WRITTEN INSTRUCTION 1: In the optimization text, what does it indicate when the left side of Equation 5 equals 0?

The formulation presented in Eq. 4 characterizes the objective function of the second stage, aiming to maximize the value of processing specific blocks in a period t given a scenario s. This approach integrates economic valuation, accounting for both the grade and rock type (v_bso), which is akin to previous methodologies [20,21,22]. However, it expands the scope to encompass various operational modes, factoring in both the quantity and diversity of rock types. In this equation, the block’s mass m_bso is allocated across different operational modes to reach maximization.

Equations 5–8 contribute to the overarching set of constraints that govern the objective function. Equation 5 sets the limit that the fractions of block b processed under different operational modes o do not exceed the total mass of the same block. Therefore, if the left side of this equation equals 0, it indicates that block b falls into the category of waste. Equation 6 outlines the processing capacity constraints, reflecting the rate limitations of each operational mode (r_o). The plant’s capacity is expressed in terms of the time availability in a given period (d_t) to account for these rates. Equation 7 mandates a precise blend of rocks for each processing mode, here adjusted according to the weight fractions indicated (w_op). Finally, Eq. 8 imposes non-negativity constraints on the continuous variables (m_bso).

Parameters.

• \({\mathcal{O}}\): set of operational modes.

• \({\mathcal{P}}\): rock types.

• \({\mathcal{B}}_{ps}\): set of blocks that under scenario s are of rock type p.

• v_bso: discounted recoverable value of block b when undergoing processing mode o.

• r_o: tonnage processing rate mode o.

• d_t: available time of plant during period t.

• w_op: weight fraction of rock p that is included in the feed for operating mode o.

Variables.

• m_bso: mass of block b processed by mode o under scenario s

  $${f}_{st}\left({\mathcal{B}}_{t}\right)=\text{max}\sum_{b\in {\mathcal{B}}_{t}}\sum_{o\in \mathcal{O}}\left(\frac{{v}_{bso}}{{m}_{b}}\right){m}_{bso}$$

  (4)

Subject to:

$$\sum_{o\in \mathcal{O}}{m}_{bso}\le {m}_{b}, \forall b\in {\mathcal{B}}_{t}$$

(5)

$$\sum_{o\in \mathcal{O}}\sum_{b\in {\mathcal{B}}_{t}}\frac{{m}_{bso}}{{r}_{o}}\le {d}_{t}, \forall {r}_{o}>0, t\in \{1,\dots ,{n}_{T}\}$$

(6)

$$\sum_{b\in {\mathcal{B}}_{ps}\bigcap {\mathcal{B}}_{t}}{m}_{bso}-{w}_{op}\sum_{b\in {\mathcal{B}}_{t}}{m}_{bso}=0, \forall o\in \mathcal{O}, \forall p\in \mathcal{P}$$

(7)

Pointing records:
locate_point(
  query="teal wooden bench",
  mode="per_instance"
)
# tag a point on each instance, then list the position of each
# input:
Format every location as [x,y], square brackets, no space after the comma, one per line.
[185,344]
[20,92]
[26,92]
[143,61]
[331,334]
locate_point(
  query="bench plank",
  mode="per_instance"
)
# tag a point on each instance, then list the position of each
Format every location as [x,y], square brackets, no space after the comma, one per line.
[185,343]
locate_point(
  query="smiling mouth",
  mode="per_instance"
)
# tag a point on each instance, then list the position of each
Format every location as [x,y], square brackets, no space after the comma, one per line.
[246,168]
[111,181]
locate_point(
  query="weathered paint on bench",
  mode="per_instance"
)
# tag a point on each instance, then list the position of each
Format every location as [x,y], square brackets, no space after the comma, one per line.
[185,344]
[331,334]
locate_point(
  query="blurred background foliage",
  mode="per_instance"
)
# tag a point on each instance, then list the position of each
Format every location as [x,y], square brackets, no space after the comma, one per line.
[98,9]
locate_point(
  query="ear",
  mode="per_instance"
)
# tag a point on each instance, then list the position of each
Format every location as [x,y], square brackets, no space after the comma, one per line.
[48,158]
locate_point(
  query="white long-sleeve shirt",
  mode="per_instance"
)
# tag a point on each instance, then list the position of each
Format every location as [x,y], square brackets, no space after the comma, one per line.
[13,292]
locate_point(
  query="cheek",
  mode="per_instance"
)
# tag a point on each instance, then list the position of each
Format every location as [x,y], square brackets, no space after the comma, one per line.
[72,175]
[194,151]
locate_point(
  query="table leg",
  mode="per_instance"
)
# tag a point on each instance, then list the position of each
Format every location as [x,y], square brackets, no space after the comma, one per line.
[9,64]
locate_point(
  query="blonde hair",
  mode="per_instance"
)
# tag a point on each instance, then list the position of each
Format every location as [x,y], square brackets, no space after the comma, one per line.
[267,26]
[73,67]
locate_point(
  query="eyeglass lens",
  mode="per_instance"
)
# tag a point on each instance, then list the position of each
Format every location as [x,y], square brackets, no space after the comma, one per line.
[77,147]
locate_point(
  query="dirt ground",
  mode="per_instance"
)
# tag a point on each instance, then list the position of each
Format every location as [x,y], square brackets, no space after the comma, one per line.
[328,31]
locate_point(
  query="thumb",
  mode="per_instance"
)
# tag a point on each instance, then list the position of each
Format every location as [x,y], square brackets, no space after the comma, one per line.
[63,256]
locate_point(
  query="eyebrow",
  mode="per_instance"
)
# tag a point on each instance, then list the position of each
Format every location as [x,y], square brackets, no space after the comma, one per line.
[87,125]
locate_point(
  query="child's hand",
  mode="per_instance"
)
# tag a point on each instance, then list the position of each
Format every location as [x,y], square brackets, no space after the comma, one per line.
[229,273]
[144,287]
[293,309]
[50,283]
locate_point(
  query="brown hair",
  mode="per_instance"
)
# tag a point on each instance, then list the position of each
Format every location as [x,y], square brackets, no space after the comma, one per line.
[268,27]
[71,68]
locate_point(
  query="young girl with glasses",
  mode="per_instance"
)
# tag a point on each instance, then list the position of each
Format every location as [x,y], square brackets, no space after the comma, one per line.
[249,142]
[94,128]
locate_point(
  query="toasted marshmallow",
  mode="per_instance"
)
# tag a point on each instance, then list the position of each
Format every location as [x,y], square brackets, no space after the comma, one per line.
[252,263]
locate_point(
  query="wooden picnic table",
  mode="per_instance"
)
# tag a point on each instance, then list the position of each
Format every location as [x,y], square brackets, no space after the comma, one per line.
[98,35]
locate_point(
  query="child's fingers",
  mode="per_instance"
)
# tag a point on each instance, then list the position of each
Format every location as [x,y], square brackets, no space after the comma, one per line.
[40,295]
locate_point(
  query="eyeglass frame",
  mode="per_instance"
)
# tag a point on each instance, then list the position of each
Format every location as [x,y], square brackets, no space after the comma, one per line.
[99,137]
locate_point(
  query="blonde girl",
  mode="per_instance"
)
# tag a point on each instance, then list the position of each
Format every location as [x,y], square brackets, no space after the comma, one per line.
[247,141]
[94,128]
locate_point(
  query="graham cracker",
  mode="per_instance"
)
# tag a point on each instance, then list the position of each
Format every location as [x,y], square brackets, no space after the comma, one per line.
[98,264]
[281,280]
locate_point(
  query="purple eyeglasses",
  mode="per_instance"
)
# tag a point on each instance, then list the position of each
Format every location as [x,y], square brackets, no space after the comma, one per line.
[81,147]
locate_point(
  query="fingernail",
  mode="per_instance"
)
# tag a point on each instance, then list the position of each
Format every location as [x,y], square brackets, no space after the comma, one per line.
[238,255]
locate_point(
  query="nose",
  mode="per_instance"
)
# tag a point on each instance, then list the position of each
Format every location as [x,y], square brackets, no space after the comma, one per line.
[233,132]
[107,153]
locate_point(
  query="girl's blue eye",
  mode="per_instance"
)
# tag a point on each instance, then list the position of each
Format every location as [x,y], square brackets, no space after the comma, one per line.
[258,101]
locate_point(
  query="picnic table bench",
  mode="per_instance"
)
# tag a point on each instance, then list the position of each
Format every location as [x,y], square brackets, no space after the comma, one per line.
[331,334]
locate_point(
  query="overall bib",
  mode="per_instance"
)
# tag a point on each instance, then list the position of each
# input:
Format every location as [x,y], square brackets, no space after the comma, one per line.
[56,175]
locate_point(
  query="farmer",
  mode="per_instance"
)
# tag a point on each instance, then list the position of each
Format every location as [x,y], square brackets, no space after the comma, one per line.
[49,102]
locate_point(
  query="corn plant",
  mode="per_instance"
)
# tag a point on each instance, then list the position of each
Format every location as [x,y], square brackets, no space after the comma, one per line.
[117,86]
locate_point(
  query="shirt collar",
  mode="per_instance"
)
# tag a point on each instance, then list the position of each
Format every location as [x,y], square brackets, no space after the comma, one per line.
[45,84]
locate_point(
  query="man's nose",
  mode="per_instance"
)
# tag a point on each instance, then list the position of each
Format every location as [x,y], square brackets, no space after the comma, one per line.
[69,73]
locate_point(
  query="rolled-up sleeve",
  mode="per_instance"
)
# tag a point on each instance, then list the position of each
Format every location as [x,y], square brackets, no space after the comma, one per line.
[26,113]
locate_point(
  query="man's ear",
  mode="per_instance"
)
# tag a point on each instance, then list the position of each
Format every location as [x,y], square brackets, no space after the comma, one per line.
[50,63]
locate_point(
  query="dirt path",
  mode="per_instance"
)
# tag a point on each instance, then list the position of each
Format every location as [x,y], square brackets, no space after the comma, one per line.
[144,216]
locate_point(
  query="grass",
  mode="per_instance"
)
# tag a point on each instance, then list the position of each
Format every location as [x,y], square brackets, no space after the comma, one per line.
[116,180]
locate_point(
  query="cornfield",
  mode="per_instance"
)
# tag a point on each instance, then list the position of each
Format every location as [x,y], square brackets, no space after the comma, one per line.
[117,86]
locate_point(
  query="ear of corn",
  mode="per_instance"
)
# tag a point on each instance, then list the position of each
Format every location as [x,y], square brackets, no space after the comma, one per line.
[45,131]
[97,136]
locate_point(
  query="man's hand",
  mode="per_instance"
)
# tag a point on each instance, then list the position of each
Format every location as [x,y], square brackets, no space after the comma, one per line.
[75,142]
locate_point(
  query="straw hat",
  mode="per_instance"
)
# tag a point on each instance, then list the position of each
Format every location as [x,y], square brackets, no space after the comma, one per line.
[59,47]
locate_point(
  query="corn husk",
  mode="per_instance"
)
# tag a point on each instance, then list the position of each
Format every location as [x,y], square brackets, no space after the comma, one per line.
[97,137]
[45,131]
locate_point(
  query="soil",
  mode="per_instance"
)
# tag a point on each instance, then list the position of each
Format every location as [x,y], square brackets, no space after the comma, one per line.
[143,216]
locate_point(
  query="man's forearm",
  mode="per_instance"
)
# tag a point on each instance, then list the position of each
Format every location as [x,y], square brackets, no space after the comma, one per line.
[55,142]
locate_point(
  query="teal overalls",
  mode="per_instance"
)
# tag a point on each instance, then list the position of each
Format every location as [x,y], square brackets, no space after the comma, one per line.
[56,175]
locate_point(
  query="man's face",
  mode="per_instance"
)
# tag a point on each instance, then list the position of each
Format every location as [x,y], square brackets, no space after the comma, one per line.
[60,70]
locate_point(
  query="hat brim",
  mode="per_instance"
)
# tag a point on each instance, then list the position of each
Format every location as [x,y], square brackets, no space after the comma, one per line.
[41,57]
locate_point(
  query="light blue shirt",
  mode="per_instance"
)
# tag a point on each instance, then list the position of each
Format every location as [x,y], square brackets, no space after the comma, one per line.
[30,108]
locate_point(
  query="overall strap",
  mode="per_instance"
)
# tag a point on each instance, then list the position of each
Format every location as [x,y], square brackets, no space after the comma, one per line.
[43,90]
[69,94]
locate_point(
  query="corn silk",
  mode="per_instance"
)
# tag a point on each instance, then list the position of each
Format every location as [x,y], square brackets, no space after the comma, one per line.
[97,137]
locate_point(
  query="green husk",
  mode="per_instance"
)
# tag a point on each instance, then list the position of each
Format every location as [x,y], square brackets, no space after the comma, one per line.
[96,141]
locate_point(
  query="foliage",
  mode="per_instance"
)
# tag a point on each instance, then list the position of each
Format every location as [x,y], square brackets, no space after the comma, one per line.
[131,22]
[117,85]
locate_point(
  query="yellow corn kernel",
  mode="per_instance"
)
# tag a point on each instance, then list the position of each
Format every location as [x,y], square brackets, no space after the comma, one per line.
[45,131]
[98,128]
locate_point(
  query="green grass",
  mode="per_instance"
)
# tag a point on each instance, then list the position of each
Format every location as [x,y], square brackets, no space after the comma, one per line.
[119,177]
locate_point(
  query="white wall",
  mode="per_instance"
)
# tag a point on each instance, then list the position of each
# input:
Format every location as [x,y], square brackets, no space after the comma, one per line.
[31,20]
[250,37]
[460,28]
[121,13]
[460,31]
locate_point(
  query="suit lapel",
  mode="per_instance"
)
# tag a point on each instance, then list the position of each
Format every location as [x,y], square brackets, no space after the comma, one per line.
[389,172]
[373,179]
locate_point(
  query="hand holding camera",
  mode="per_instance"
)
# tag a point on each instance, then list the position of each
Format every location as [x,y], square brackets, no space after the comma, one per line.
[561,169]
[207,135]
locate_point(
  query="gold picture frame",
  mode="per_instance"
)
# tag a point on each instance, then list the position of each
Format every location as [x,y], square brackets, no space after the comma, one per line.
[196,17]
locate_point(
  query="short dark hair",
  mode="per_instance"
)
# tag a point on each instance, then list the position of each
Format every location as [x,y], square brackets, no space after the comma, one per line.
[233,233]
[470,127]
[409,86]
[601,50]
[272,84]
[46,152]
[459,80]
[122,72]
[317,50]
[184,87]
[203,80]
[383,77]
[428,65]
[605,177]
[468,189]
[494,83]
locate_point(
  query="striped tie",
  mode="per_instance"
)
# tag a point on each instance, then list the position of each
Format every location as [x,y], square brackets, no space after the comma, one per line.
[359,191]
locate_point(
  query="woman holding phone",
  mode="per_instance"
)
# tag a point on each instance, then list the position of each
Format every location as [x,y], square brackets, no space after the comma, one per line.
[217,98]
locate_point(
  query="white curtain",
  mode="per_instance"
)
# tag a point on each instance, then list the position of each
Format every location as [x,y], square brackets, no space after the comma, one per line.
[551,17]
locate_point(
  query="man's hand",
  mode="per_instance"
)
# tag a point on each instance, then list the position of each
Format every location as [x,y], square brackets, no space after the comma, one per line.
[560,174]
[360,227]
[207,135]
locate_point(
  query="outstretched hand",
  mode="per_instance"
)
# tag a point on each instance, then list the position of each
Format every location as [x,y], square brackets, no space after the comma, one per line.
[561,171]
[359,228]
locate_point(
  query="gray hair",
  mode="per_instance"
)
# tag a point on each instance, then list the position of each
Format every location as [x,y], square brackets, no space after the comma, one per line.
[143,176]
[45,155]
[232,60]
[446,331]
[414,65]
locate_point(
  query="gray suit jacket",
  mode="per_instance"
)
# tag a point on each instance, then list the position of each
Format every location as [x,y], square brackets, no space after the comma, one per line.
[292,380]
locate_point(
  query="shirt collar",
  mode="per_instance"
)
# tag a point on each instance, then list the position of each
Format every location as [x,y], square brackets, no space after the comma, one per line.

WRITTEN INSTRUCTION 2: How many lines of the records contain the string "holding"? Reply with the number alone.

FINISHED ANSWER 1: It indicates that block b falls into the category of waste.

FINISHED ANSWER 2: 2